> Goal
Reproduce each of the lines below word for word, changing nothing.

> Data records
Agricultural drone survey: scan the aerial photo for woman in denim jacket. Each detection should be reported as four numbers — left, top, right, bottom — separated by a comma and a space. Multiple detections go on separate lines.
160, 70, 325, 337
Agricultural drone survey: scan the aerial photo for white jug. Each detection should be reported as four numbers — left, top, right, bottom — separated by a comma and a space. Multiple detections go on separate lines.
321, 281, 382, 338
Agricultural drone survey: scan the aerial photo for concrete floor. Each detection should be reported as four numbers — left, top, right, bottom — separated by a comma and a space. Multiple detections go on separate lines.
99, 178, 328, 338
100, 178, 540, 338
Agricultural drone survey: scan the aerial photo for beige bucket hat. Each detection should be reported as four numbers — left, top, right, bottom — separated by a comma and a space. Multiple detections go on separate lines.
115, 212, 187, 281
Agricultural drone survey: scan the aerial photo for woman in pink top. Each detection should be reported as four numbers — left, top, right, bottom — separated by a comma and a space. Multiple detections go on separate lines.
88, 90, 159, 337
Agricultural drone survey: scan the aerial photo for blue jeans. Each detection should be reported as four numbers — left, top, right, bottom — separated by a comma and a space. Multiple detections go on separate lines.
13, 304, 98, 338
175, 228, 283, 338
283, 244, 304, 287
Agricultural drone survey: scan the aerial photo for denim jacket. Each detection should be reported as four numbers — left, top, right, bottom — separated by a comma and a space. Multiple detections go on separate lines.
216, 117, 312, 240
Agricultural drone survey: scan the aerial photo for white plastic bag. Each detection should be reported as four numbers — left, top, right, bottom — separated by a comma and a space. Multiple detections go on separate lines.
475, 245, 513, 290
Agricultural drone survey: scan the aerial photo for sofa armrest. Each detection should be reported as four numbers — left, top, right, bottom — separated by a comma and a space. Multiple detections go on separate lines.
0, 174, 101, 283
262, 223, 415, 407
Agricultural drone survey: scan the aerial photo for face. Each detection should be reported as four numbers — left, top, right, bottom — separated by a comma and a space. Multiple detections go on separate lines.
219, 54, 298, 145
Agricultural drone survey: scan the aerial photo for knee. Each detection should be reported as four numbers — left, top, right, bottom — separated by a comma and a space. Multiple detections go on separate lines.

> Final result
Agricultural drone survey: scan the aerial photo for woman in denim jacket. Each detection should be reported as four numbers — left, top, right, bottom — separated by a comma and a space. Multiple detections go on separate lines.
160, 70, 325, 337
Agricultural drone survey: scan the aerial photo for white jug. Each detection should be reported as four numbers — left, top, right, bottom — separated by a comma and a space. Multiple detections go on separate lines.
321, 281, 382, 338
Agricultural drone survey: scan the aerial photo for concrete floor. Each detection should be reported as four numbers — left, top, right, bottom — separated by a comma and a space. Multiple detections go on separate lines.
99, 178, 328, 338
100, 178, 540, 338
Agricultural drone survey: scan the aerial photo for beige bucket hat. Each detection should be reported as four numbers — left, top, right, bottom — separated by a comma and a space. Multiple detections go on separate lines.
115, 212, 187, 281
Agricultural drone survey: scan the aerial photo for woman in pink top. Each detection should be reported as four numbers — left, top, right, bottom — separated by a comma and a space. Multiple detections go on separate lines.
88, 90, 159, 337
Agricultural drone survey: scan the aerial photo for blue jeans. Each detection should be reported as four numbers — left, top, right, bottom — separated by a comma and a space. Multiple detections go on separate lines.
13, 304, 98, 338
175, 228, 283, 338
283, 244, 304, 287
Agricultural drone survey: scan the aerial photo for denim jacket. Each detection should be reported as four numbers — left, top, right, bottom — separated by a comma and a space. Multiple detections go on separate lines.
216, 117, 312, 240
Agricultural drone survey: scan the aerial photo for white plastic bag. Each detection should be reported as four numbers — left, top, right, bottom — separated by a comma and a space. Multiple detections go on separate lines.
475, 245, 513, 290
Agricultural drone survey: scan the aerial photo for sofa armrest. Each detection should be reported as four numbers — left, top, right, bottom — separated by a comma and a space. Multiple detections go on separate lines.
0, 174, 101, 283
262, 223, 415, 407
Agricultural drone survey: scan the aerial photo for face. Each detection should be reported as four numbers — left, top, right, bottom — separated by a comma and a space. Multiple detections go on separate lines.
219, 54, 298, 145
Agricultural drone survey: scan the aerial photo for knee. Each detection should be reported as four numbers — left, top, right, bottom — separated by a comma and a space. Multiple detections go on separate lines.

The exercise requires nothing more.